• _DESCRIÇÃO DO PROBLEMA_
Localize nos dados todas as linhas que contêm a palavra "numerals" e copie cada uma delas integralmente, considerando a distinção entre maiúsculas e minúsculas.

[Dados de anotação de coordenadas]
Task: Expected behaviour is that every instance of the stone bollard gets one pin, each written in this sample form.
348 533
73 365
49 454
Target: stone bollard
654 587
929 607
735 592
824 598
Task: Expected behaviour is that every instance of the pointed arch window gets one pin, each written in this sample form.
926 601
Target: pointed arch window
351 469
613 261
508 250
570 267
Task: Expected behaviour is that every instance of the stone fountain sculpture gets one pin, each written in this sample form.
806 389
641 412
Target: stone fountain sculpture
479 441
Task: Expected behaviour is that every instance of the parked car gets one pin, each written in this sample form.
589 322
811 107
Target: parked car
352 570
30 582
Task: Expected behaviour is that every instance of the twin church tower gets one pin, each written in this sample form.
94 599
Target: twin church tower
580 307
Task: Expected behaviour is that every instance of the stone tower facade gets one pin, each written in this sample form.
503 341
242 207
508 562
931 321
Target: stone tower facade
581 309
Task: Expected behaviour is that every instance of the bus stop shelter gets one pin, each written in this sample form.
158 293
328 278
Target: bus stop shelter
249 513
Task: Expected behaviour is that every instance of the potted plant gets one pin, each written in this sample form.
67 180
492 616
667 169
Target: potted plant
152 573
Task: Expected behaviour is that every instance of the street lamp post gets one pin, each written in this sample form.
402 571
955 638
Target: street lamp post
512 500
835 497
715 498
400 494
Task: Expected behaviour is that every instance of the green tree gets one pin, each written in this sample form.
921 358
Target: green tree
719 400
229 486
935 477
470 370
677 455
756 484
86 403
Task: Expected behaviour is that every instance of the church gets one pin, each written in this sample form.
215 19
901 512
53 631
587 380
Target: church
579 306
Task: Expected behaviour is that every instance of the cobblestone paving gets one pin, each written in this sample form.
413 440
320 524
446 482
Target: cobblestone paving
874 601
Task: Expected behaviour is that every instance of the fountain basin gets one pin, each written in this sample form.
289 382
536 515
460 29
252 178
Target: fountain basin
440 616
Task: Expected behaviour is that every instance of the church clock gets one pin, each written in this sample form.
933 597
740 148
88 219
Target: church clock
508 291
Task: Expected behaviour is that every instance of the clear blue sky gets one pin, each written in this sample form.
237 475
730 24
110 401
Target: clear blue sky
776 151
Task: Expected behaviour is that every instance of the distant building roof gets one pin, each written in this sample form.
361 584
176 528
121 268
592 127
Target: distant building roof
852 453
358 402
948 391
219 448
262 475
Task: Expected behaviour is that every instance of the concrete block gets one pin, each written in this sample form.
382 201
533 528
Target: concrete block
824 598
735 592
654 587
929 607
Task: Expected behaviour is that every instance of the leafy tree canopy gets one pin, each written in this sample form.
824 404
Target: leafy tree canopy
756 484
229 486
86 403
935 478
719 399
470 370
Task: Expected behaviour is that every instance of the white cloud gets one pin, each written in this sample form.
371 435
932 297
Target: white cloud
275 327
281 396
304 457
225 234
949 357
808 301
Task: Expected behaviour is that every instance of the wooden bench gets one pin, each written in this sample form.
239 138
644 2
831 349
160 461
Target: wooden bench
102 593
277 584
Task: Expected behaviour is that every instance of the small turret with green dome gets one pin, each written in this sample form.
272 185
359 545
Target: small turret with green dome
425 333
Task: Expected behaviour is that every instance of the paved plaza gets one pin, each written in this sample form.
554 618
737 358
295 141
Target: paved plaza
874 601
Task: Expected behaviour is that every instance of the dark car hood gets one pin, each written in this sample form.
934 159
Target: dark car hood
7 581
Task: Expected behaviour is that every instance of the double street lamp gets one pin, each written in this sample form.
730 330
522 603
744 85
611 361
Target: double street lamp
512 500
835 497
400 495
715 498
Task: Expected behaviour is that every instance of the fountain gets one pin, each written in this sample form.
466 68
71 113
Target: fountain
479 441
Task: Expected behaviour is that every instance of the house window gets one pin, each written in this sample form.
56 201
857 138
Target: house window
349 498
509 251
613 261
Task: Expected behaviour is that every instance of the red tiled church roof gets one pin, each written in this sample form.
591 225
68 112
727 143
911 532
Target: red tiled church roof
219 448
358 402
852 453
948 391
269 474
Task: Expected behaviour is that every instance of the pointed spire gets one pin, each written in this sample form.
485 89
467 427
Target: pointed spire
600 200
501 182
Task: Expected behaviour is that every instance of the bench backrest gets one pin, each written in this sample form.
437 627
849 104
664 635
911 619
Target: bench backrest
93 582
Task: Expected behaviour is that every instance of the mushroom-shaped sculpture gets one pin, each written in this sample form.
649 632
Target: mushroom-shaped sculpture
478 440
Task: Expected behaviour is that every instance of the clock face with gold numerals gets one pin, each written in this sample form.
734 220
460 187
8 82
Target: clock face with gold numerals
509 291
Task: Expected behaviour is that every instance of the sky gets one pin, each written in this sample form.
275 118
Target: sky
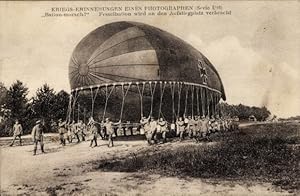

• _TAREFA CONCLUÍDA_
Task: Expected behaviour is that every instance of the clock face with gold numerals gets one pin, each written in this sample form.
Target: clock face with gold numerals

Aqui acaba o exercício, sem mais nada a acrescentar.